#### Input for this task:
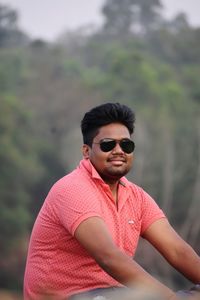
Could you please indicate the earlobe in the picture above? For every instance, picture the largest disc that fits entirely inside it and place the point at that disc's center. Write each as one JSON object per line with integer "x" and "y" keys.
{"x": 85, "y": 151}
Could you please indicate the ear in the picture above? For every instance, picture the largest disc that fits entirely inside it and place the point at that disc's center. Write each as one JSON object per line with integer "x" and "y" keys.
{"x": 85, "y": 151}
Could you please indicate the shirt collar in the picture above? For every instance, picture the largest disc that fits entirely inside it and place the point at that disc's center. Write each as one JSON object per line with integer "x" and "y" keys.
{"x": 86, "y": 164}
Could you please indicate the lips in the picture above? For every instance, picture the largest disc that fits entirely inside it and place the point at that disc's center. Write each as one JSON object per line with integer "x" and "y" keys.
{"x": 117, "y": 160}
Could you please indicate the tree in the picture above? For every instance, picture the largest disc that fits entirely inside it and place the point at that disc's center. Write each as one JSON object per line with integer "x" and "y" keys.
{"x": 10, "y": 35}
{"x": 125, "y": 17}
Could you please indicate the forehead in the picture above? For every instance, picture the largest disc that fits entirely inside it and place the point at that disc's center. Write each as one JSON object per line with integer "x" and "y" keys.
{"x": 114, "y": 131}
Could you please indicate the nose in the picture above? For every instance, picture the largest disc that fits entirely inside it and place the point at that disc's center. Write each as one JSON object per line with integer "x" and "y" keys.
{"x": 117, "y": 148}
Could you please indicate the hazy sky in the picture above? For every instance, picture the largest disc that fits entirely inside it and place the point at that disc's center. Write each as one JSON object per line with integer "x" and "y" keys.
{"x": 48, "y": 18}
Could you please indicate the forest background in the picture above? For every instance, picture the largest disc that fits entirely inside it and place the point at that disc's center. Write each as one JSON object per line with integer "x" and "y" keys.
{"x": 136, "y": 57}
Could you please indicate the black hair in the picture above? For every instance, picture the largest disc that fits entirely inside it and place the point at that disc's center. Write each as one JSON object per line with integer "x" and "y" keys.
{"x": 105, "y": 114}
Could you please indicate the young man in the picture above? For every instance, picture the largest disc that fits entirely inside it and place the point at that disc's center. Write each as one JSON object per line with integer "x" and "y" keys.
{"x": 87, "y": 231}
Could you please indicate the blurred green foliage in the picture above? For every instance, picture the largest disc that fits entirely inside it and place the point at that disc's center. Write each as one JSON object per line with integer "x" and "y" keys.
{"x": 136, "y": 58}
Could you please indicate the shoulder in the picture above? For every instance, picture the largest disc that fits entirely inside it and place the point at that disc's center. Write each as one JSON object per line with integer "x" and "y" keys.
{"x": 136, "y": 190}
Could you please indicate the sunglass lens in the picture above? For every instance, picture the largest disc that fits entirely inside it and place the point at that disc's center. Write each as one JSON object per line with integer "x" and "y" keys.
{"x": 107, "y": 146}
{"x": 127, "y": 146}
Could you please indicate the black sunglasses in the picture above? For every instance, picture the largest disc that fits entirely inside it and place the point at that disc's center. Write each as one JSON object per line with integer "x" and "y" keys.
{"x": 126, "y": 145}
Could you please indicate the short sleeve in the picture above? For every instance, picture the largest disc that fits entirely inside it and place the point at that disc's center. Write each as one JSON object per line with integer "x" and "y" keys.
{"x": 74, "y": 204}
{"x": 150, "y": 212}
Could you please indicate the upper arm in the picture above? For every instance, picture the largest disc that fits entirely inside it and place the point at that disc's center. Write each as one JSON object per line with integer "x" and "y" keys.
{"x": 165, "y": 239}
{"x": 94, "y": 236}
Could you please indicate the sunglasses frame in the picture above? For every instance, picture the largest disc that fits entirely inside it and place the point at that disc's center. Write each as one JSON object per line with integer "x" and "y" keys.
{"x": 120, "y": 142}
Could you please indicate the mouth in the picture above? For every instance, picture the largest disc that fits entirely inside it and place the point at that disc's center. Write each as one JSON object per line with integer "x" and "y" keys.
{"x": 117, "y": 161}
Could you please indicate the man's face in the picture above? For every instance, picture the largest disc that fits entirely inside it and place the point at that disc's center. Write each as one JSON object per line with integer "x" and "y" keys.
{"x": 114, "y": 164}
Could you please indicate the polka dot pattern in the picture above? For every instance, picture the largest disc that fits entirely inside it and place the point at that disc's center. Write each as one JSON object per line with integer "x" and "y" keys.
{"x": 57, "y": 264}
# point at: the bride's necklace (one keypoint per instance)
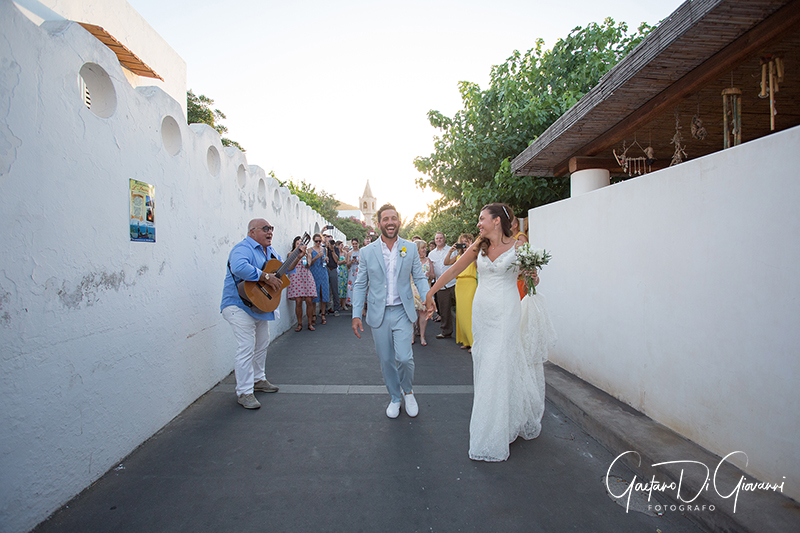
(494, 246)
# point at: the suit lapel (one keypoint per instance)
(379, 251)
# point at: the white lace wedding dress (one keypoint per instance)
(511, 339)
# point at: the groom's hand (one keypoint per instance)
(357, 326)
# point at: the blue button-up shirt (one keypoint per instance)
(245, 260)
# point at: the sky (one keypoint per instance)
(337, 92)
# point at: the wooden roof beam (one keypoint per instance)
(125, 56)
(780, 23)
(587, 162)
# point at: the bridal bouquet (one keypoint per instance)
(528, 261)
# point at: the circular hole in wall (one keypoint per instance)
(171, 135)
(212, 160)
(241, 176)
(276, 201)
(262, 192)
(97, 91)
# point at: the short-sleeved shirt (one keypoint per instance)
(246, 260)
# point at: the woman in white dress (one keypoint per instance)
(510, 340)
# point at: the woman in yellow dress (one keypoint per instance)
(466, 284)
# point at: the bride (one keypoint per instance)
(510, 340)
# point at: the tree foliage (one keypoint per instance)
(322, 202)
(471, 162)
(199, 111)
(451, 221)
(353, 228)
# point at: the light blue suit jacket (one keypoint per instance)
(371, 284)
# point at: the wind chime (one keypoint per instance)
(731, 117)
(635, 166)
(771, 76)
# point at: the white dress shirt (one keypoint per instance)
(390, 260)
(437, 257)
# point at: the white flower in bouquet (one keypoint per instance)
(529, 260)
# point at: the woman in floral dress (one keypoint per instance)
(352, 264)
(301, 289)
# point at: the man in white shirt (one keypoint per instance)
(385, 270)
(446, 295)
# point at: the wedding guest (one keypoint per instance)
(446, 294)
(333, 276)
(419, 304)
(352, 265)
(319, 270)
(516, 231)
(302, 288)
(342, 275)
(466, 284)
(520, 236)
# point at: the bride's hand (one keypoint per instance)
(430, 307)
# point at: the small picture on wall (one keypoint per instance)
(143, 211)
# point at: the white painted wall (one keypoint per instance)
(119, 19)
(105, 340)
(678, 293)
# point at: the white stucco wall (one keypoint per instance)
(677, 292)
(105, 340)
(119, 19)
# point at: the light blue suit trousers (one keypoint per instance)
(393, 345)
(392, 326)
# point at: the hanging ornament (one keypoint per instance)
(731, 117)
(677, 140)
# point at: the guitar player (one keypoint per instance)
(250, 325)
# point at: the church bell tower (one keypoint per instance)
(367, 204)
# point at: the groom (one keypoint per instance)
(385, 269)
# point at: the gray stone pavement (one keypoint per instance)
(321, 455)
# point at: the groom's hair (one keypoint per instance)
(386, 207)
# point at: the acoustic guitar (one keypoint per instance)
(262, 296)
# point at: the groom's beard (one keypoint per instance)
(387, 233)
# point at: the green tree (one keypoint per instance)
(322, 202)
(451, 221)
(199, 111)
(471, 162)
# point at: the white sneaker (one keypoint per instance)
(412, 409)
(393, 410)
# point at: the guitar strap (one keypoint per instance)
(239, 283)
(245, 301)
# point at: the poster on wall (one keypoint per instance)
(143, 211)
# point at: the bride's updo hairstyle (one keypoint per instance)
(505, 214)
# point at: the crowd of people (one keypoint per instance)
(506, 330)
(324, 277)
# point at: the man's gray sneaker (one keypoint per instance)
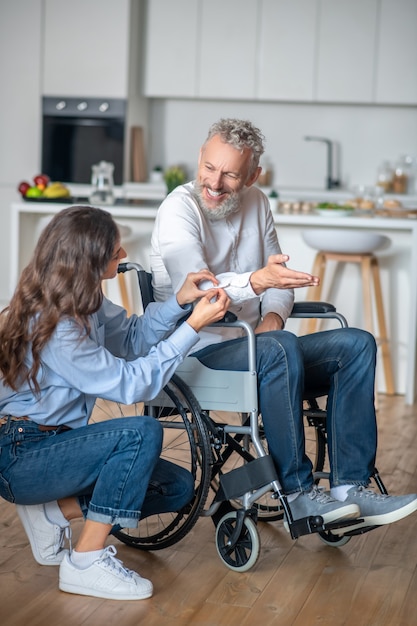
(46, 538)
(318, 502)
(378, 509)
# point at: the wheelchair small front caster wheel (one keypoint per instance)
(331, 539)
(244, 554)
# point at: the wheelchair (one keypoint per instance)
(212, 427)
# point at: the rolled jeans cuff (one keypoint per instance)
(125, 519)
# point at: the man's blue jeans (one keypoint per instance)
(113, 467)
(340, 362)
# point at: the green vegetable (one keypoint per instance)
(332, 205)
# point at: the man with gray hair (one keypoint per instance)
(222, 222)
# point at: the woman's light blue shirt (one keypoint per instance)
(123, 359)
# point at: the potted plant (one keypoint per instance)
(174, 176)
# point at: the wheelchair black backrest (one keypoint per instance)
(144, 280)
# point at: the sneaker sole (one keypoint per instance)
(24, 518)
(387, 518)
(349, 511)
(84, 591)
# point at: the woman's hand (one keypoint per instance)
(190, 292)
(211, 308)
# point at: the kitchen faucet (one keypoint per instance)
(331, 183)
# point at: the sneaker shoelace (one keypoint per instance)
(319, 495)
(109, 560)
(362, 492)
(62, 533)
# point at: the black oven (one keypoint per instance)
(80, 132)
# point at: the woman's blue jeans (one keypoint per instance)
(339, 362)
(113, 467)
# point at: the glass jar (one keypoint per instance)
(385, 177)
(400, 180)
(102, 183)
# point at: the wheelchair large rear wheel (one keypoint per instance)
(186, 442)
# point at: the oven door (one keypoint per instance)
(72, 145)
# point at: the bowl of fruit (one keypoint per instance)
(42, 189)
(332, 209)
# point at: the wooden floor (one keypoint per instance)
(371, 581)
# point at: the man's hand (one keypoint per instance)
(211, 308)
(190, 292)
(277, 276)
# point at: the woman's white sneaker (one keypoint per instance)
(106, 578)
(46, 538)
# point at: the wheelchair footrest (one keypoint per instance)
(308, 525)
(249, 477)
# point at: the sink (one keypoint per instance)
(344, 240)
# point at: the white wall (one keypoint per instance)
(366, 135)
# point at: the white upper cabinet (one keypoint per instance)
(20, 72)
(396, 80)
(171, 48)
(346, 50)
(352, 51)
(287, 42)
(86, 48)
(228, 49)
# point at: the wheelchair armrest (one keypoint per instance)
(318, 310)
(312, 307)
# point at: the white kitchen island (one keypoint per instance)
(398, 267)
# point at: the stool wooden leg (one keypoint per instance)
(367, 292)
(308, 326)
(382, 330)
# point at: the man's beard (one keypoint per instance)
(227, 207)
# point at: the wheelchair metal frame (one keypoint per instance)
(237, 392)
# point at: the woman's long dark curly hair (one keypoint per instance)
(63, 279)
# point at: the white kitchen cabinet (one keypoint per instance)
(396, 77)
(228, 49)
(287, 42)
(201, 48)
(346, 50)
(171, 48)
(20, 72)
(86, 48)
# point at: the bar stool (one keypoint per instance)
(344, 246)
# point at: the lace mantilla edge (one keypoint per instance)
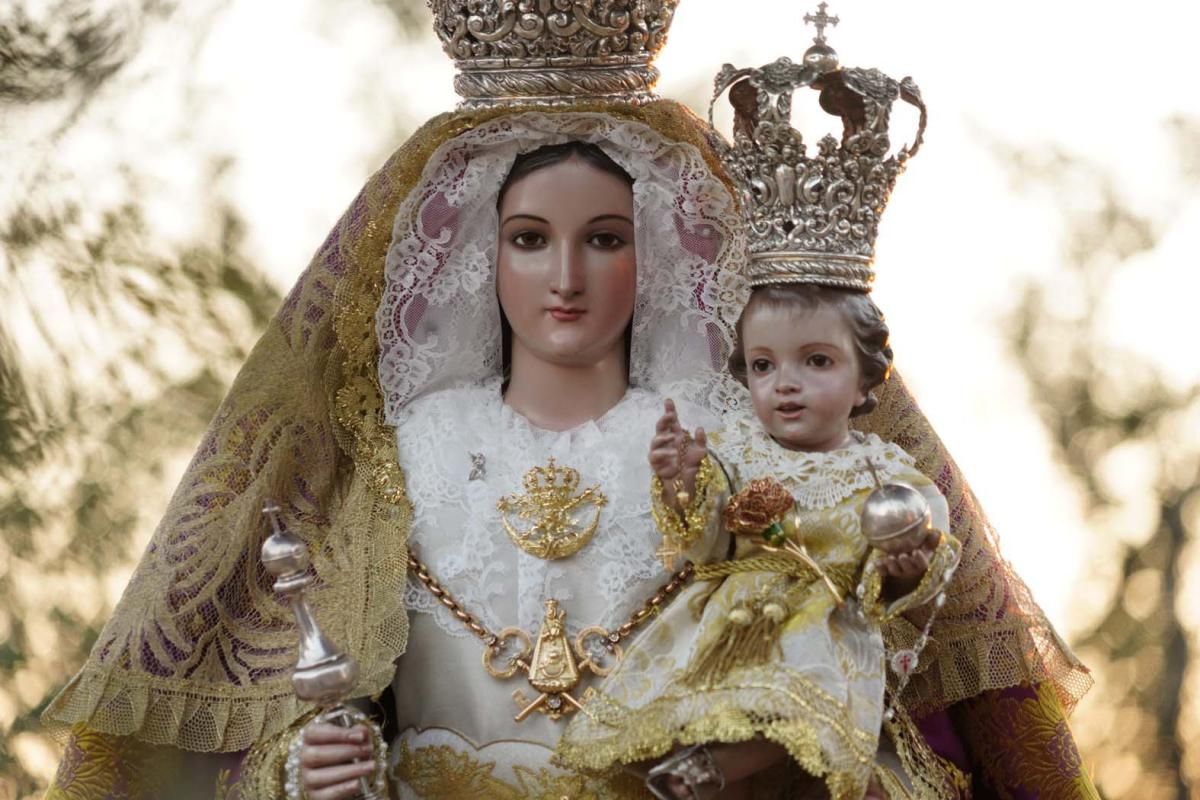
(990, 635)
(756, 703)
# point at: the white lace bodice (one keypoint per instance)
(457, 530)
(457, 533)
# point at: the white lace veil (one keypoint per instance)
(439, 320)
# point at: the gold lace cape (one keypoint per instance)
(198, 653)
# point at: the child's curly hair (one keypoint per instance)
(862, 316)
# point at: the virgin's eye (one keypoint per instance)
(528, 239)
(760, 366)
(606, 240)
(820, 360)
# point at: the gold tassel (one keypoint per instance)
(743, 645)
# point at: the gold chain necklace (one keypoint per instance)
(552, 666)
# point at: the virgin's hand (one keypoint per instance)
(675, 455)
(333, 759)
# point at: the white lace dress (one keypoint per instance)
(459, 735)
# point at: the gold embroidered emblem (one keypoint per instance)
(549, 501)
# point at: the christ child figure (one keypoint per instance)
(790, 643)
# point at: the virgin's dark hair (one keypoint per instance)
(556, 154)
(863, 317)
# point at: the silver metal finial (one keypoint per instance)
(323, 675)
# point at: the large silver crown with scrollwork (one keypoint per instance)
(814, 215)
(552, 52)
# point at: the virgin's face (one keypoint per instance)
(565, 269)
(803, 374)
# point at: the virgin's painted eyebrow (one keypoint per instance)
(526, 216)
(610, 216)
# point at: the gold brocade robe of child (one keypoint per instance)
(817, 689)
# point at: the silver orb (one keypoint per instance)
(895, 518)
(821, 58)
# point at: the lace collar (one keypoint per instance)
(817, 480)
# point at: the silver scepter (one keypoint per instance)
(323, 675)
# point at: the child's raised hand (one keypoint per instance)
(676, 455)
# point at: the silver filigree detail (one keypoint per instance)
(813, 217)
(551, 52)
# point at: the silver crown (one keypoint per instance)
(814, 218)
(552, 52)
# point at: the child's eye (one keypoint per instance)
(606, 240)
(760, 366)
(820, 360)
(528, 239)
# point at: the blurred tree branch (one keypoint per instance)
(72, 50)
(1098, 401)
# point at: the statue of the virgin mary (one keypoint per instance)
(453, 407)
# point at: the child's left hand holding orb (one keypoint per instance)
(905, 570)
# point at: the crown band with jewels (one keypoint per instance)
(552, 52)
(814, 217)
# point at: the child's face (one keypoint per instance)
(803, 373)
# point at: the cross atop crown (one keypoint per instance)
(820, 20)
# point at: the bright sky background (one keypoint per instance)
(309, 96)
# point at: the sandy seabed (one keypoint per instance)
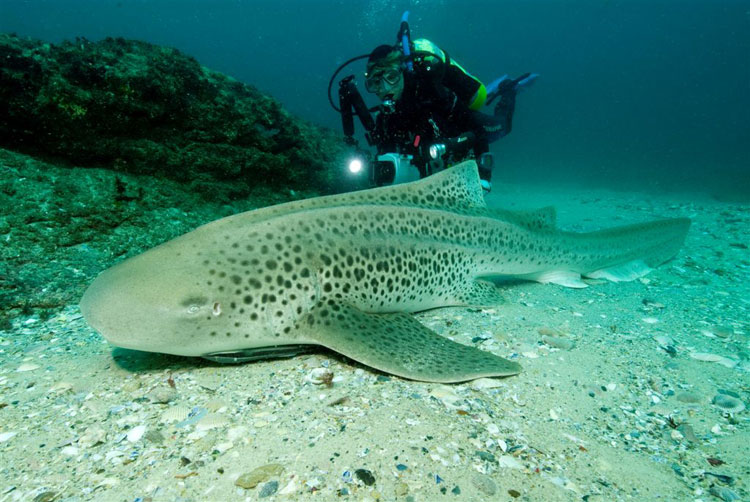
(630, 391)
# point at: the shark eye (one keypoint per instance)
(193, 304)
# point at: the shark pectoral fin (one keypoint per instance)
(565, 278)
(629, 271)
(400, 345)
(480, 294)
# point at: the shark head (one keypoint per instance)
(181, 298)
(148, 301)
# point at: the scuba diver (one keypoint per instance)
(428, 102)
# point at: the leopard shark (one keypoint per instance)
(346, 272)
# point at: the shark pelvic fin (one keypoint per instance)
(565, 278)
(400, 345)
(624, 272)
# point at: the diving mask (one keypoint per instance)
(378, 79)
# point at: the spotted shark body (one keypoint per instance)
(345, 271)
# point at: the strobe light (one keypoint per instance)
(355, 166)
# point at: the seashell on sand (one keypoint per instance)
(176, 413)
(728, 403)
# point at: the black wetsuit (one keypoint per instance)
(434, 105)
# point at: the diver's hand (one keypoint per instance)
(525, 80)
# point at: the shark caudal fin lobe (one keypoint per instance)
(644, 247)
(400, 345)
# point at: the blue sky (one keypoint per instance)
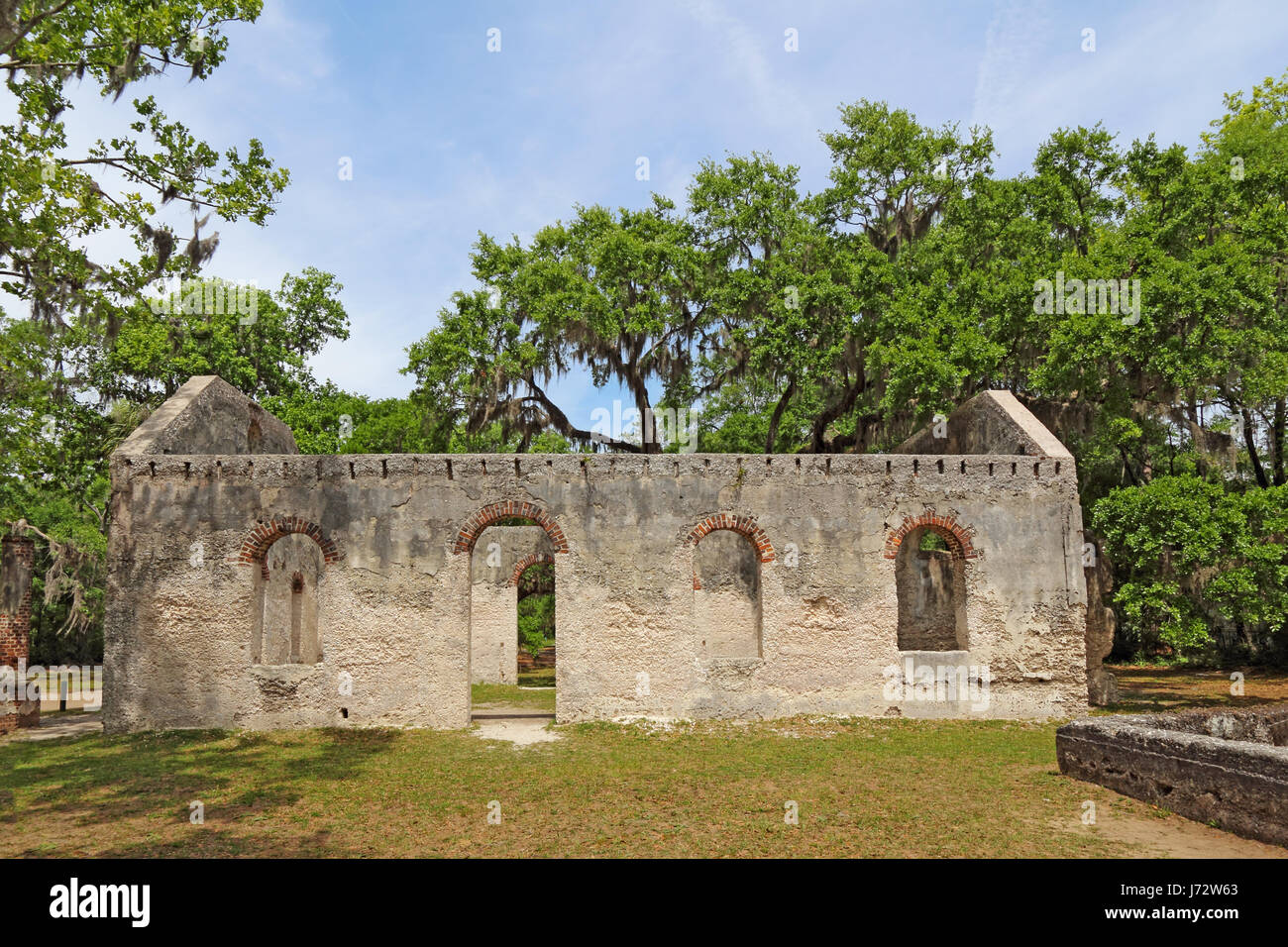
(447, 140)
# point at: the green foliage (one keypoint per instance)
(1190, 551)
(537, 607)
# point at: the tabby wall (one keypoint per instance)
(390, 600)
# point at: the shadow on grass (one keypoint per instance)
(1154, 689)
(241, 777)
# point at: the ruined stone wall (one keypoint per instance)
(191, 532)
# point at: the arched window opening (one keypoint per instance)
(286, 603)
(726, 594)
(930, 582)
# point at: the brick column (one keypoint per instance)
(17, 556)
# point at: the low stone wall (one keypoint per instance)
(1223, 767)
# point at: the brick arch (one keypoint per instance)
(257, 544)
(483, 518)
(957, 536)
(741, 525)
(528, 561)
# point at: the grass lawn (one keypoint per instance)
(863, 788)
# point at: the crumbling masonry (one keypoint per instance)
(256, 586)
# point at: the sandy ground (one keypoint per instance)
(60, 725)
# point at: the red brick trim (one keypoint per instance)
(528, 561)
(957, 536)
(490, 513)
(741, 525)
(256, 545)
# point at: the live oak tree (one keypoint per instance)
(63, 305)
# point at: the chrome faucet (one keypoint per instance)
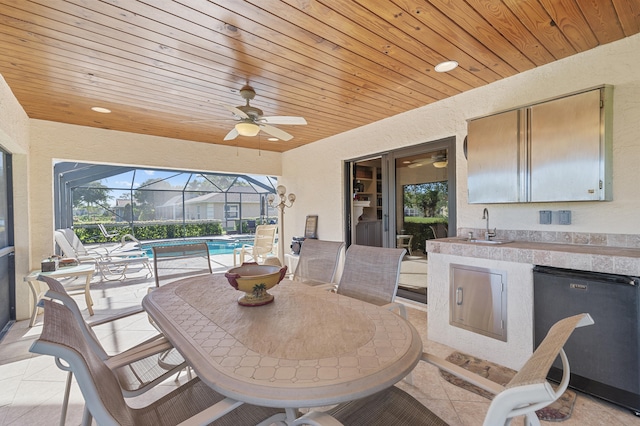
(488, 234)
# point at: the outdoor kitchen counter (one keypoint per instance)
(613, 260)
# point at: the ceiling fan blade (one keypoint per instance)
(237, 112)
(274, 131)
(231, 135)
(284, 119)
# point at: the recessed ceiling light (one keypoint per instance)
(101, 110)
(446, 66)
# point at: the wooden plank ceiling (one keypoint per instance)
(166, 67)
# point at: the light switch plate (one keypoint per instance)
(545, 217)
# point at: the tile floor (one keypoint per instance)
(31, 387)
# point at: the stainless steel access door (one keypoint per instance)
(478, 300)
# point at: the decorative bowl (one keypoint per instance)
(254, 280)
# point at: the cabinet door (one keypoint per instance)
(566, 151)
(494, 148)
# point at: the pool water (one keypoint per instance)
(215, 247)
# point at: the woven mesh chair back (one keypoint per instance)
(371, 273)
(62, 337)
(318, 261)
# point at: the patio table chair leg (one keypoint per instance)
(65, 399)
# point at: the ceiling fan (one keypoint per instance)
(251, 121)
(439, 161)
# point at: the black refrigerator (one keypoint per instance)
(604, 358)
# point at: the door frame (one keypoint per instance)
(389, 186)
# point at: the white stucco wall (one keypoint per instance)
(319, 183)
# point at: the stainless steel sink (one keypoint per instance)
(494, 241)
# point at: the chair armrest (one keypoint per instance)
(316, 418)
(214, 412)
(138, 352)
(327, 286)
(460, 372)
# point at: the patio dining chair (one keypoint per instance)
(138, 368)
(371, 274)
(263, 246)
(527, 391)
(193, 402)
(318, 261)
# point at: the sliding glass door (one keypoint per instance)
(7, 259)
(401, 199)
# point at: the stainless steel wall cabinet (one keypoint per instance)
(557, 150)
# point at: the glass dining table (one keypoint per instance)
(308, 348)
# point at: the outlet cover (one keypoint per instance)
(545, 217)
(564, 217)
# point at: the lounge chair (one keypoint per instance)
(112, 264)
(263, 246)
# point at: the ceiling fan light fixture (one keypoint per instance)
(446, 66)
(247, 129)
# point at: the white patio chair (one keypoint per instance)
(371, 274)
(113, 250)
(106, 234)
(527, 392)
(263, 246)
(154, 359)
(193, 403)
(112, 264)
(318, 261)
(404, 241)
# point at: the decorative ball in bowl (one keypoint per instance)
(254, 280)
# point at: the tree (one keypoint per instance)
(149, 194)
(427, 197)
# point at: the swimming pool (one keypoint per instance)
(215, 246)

#### What is being asked:
Would you please repeat the lines from the one with "# point at: the swimming" through the last line of the listing above, exactly and with nothing else?

#### Result of this task:
# point at: the swimming pool (one keypoint per instance)
(215, 246)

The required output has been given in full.